Records from a data source
* * *

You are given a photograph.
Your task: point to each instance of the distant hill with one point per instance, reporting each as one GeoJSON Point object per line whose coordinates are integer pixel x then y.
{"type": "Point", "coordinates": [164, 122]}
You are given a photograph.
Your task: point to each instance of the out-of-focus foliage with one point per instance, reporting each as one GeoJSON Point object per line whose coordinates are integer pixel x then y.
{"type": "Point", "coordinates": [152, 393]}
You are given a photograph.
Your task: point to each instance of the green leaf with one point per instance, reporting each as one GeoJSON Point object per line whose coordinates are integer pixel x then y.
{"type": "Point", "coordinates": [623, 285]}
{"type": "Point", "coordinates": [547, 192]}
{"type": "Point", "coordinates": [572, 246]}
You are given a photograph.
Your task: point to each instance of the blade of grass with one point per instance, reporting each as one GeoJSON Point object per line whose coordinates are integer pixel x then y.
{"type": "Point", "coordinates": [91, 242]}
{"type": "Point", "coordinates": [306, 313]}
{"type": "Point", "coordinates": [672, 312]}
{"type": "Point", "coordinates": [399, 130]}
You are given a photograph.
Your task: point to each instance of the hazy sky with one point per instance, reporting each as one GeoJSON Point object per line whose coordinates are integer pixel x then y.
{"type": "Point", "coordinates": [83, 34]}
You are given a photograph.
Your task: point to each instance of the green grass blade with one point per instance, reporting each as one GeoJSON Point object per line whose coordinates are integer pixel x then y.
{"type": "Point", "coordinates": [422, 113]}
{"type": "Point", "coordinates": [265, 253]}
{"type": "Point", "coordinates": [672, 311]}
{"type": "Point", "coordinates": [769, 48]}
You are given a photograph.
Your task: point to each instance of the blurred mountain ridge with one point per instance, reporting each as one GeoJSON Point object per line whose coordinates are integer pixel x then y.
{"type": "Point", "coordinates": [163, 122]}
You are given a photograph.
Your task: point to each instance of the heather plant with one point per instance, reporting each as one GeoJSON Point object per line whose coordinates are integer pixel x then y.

* * *

● Your goal
Take the material above and return all of it exactly.

● Final result
You are given a photograph.
Your task: point to each instance of the distant hill with one point per instance, reporting each as one GeoJSON Point object per line whose coordinates are integer pixel x then y.
{"type": "Point", "coordinates": [164, 122]}
You are given a photograph.
Your task: point to each instance of the out-of-focus foliage with one point per instance, reporting each as one GeoJSON Point object per line whose coordinates are integer pixel x then y.
{"type": "Point", "coordinates": [152, 393]}
You are given a photograph.
Your task: point to each instance of the green leaf with one point per instance, reporting each as one GeoJSON Point object per line whose coordinates are integer pixel x then y.
{"type": "Point", "coordinates": [623, 285]}
{"type": "Point", "coordinates": [547, 192]}
{"type": "Point", "coordinates": [572, 246]}
You are given a photograph.
Your task: point to each instance of the blade of grass with one point per instance, reporting each as one GeoJSON Point object per line whose coordinates are integer pixel x then y.
{"type": "Point", "coordinates": [91, 242]}
{"type": "Point", "coordinates": [306, 313]}
{"type": "Point", "coordinates": [672, 312]}
{"type": "Point", "coordinates": [399, 130]}
You are given a photograph.
Your task: point to each instance of the hazy sky with one point per instance, reporting each as one GeoJSON Point object per line whose coordinates are integer pixel x then y.
{"type": "Point", "coordinates": [83, 34]}
You are given a photograph.
Your task: point to each instance of the green grass blade with one point per instance, reporting each as one GeoJSON Point object per line whose coordinates are integer pixel x then y.
{"type": "Point", "coordinates": [422, 113]}
{"type": "Point", "coordinates": [265, 253]}
{"type": "Point", "coordinates": [672, 311]}
{"type": "Point", "coordinates": [769, 48]}
You are given a photograph.
Your task: point to each instance of the blurred mountain ridge with one point per instance, reporting each as one GeoJSON Point object per line whose coordinates are integer pixel x then y.
{"type": "Point", "coordinates": [163, 122]}
You are given a photograph.
Your task: point to each instance of the heather plant with one point per instance, reporting each as one GeoJSON Point object per line whose coordinates are integer pixel x then y.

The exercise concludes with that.